• **Task list**
A - Answer these from the article on Scotland's climate targets, one answer per line:
(i) In which years did the Scottish government miss its statutory annual targets for cutting carbon emissions?
(ii) In what city and on what date does the climate summit open?
(iii) How many pages long is Rob Gibson's letter to Aileen McLeod?
B - Carry on the article about Scotland's missed climate targets from its final sentence.

• **Page text**
Scottish ministers are coming under urgent pressure from an SNP-led committee of MSPs to end their repeated failure to meet climate targets by making major cuts in pollution from farming, housing and transport.
Farmers need to reduce their use of polluting chemical fertilisers, householders should be helped to better insulate old and leaky homes and motorists persuaded to opt for cleaner electric and hybrid cars, MSPs say.
In a sharply worded submission this weekend, the Scottish Parliament’s environment committee is urging ministers to ensure that their climate reforms “are not just words”. Scotland must not abandon, or water down, its world-leading ambitions to combat climate change, the committee says.
The Scottish government has so far missed every statutory annual target to reduce carbon emissions in 2010, 2011 and 2012. This is a “disappointment”, the committee says, and leaves ministers facing “significant difficulties” in meeting future targets.
Ministers have suggested lowering the climate targets to make meeting them easier. But this has been roundly rejected by MSPs on the committee as it “would send the wrong global message”.
The intervention from the Rural Affairs, Climate Change and Environment Committee (RACCE) comes on the eve of the world’s latest climate summit which opens in in Lima, Peru, on 1 December. The new Scottish climate change minister, Aileen McLeod, is expected to attend.
RACCE’s convener, SNP MSP Rob Gibson, has written McLeod a seven-page letter, which has been seen by the Sunday Herald. It calls for “urgent action” in response to the three missed climate targets.
“The committee is concerned about the cumulative negative impact of the missed annual targets and would therefore like to see increased efforts across all sectors and parts of society in Scotland to make every effort possible to try and achieve each annual target,” the letter says.
The failure of the agricultural sector to take up measures to cut carbon emissions such as reducing fertiliser use needed to be “urgently addressed”. If voluntary measures were shown not to work, mandatory moves should be considered, the letter argues.

Box-labeled dataset extract

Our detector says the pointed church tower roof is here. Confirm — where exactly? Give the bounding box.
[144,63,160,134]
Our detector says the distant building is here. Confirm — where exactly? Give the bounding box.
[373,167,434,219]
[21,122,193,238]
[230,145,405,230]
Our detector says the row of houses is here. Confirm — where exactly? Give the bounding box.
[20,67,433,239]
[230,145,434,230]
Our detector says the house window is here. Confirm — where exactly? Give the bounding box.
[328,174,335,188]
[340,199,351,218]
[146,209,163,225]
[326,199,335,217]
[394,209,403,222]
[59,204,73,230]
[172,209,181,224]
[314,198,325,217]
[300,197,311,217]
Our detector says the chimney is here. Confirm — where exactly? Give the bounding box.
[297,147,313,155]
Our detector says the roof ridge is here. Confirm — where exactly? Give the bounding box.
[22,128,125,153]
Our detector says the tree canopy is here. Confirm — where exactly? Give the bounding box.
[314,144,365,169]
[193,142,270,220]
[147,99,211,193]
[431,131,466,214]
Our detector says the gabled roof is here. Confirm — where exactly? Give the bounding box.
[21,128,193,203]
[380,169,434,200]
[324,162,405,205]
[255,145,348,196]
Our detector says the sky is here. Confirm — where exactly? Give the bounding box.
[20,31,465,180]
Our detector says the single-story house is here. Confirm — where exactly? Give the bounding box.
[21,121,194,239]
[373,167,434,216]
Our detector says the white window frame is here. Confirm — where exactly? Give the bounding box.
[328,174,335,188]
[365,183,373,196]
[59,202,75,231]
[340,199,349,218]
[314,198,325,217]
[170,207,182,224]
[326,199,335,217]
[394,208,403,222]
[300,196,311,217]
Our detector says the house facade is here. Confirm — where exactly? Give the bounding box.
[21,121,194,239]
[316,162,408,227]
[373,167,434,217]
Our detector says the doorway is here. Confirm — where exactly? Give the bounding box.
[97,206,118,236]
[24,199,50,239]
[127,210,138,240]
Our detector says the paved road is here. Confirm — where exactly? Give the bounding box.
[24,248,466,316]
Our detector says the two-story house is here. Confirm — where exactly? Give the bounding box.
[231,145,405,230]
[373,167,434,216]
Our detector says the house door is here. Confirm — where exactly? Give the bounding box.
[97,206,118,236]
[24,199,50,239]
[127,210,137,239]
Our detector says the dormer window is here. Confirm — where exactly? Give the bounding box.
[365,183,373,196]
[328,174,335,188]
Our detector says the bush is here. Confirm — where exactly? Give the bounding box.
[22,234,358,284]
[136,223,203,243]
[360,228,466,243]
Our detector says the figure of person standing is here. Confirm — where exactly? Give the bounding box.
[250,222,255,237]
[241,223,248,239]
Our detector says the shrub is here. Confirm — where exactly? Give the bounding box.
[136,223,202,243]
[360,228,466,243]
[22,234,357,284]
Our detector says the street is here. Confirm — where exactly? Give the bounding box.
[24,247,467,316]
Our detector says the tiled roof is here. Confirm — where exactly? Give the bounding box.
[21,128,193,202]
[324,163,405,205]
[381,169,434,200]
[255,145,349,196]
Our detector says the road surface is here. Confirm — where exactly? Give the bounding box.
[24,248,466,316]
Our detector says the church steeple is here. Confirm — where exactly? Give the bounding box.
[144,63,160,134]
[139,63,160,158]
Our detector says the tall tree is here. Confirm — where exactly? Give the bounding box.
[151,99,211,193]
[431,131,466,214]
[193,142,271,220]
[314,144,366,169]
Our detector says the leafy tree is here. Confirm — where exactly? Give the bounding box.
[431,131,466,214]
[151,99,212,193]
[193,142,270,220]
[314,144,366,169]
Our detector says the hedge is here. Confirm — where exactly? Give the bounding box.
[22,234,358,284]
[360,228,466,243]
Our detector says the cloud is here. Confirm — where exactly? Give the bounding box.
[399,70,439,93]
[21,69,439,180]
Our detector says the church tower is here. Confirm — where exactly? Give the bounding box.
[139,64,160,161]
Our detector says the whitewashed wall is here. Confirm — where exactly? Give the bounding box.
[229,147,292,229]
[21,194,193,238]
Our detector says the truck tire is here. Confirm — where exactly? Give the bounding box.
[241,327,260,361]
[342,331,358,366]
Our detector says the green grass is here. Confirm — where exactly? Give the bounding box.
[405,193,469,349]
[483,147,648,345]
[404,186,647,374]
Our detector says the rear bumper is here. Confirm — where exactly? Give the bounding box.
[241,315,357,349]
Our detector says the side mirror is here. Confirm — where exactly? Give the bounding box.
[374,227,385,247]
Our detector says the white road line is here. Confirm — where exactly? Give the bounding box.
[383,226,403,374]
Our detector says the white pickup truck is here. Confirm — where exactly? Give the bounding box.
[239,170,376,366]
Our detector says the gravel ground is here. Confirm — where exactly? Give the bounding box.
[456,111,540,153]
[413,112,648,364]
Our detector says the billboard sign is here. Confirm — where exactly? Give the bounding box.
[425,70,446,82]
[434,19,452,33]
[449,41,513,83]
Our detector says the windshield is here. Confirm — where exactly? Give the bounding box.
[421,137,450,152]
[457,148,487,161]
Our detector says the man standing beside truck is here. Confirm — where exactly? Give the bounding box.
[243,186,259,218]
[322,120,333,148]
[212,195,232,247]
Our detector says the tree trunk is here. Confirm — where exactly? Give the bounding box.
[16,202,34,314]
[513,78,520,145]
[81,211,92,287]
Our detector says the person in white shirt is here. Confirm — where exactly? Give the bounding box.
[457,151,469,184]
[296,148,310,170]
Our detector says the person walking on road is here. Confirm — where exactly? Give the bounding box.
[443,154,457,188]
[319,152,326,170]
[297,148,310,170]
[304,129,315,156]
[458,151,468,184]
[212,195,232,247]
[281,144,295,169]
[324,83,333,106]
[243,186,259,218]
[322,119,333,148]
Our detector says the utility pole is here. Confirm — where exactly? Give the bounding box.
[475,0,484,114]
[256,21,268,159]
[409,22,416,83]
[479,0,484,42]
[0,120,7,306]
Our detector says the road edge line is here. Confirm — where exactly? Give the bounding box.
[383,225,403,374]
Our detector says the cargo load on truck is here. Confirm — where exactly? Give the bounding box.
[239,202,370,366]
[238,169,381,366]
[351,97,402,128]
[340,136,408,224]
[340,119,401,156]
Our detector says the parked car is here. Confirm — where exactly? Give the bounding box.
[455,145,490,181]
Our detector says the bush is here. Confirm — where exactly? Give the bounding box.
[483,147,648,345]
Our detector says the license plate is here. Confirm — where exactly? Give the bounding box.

• **Outputs in order**
A -
(i) 2010, 2011 and 2012
(ii) Lima, Peru, on 1 December
(iii) Seven pages

B -
McLeod is also asked to outline the action she is going to take to lower the energy wasted by “hard to heat and hard to treat” homes, and to combat rural and fuel poverty. On transport, the committee wants action to boost the use of electric cars by standardising charging points.
Gibson argued that ambition had to be translated into action. “It is now time to activate real change in approach and behaviour across all underperforming sectors of society, both public and private,” he said.
“At a political level, we need to ensure phrases such as ‘all ministers are climate change ministers’ and ‘all committees are climate change committees’ are not just words and that responsibilities are understood and taken seriously.”
The committee’s move was welcomed by Stop Climate Chaos Scotland, which brings together 60 environment, faith, development and other groups. “The Scottish government needs to come forward with an updated plan to compensate for the three missed targets and hit future ones,” said the coalition’s chair, Tom Ballantine.
“It is vital that Scotland sends a positive message to the international community by delivering on our climate legislation. Scotland's emissions need to reduce year on year, in line with our Climate Act, alongside a vocal political commitment to climate justice.”
The Scottish conservative MEP, Ian Duncan, who will be at the Lima climate summit, pointed out that Scotland’s targets were meaningless if they remained unmet. “How do we encourage others countries at the conference to take action, when Scotland has missed every climate change target set?” he asked.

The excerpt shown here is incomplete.